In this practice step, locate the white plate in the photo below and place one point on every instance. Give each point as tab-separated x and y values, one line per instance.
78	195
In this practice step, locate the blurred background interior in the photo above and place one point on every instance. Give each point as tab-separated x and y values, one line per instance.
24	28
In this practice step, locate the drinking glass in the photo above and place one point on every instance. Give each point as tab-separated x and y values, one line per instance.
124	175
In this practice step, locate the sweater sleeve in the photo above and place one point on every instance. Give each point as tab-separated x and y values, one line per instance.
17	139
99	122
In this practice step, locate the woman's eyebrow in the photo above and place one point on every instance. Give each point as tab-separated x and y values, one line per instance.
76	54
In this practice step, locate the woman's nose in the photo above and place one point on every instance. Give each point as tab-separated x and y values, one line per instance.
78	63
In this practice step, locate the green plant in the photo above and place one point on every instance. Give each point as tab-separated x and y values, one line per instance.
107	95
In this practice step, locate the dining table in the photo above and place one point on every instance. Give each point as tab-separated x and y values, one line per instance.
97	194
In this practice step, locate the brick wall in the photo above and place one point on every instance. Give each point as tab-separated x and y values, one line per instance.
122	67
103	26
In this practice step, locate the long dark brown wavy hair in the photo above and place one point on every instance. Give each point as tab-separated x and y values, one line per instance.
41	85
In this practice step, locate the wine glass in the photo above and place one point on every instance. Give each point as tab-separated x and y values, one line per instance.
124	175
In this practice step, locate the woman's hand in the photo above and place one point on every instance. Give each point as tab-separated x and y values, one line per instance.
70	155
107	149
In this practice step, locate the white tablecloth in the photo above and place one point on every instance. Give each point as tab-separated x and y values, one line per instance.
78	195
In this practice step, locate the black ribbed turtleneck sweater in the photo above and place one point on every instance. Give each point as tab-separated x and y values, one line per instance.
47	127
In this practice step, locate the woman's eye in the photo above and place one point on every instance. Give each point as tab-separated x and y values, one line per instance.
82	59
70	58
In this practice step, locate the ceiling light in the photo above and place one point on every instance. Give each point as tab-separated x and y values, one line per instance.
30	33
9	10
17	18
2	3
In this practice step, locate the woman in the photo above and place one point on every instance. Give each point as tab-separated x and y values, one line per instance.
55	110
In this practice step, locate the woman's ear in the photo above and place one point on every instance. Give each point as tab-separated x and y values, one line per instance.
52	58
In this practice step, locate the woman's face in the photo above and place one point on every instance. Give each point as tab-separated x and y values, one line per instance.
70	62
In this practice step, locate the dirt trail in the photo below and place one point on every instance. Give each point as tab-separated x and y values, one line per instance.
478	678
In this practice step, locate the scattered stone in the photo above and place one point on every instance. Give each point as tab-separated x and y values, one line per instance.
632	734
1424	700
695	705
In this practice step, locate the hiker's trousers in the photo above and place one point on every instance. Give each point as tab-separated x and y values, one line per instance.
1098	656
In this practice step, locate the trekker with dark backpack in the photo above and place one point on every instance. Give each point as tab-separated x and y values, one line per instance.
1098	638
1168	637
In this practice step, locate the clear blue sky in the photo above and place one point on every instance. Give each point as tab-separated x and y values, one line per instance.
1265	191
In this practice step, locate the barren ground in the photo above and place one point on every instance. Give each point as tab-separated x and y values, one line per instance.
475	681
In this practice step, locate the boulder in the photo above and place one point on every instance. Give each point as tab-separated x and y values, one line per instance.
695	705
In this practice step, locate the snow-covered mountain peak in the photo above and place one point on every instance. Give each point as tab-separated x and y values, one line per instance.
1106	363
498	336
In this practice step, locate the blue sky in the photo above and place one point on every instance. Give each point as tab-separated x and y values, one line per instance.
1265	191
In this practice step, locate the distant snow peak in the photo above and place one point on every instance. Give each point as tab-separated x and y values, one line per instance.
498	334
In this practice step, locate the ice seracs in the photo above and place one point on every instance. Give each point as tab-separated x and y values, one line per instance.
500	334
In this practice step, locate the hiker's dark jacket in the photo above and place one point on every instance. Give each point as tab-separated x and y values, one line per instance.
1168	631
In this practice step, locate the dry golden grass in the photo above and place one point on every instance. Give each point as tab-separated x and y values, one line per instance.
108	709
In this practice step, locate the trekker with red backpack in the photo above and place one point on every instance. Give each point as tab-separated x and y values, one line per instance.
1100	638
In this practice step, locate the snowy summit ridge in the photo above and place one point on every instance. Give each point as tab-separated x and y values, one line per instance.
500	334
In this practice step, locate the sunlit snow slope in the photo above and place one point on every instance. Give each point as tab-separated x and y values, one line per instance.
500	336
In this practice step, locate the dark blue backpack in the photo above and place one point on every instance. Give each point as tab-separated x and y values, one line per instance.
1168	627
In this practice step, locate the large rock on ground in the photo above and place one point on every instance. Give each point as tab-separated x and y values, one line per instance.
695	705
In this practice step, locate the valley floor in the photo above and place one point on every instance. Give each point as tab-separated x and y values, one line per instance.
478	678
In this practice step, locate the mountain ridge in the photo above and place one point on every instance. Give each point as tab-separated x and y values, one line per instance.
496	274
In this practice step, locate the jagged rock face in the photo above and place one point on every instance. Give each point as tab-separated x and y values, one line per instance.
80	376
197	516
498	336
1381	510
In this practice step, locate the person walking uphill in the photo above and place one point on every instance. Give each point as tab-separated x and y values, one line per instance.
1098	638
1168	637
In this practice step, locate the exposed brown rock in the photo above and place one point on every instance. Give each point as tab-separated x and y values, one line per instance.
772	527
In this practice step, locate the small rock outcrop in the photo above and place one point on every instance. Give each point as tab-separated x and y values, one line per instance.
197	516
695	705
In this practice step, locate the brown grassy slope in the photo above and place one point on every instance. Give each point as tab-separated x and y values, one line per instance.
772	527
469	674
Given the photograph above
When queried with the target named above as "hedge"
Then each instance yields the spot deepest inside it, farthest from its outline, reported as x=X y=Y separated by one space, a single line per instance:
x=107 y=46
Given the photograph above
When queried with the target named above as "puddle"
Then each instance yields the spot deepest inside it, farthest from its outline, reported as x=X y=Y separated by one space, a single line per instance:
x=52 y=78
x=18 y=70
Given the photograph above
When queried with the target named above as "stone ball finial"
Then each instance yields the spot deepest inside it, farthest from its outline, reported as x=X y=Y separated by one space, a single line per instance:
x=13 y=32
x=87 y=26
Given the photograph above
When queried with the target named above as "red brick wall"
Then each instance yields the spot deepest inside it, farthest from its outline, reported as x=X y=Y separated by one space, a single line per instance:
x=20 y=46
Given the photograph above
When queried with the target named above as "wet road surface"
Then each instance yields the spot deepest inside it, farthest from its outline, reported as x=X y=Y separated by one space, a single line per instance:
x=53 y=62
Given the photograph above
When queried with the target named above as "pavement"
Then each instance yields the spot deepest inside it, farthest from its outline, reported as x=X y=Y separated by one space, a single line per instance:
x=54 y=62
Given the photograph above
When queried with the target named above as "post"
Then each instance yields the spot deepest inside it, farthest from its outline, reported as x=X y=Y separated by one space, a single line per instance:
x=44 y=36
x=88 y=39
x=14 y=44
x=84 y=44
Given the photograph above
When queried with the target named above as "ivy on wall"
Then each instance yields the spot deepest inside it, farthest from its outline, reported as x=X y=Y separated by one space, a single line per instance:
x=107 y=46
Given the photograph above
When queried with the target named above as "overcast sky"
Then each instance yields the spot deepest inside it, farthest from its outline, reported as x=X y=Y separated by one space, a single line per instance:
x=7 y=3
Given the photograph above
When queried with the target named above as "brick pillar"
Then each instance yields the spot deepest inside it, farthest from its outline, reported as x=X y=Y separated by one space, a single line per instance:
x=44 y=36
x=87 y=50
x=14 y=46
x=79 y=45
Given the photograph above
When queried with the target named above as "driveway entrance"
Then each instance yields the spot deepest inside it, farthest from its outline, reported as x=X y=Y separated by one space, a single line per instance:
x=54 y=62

SET PROBLEM ->
Count the lines of the data above that contain the string "blue", treating case as significant, and give only the number.

EXERCISE RESULT ->
3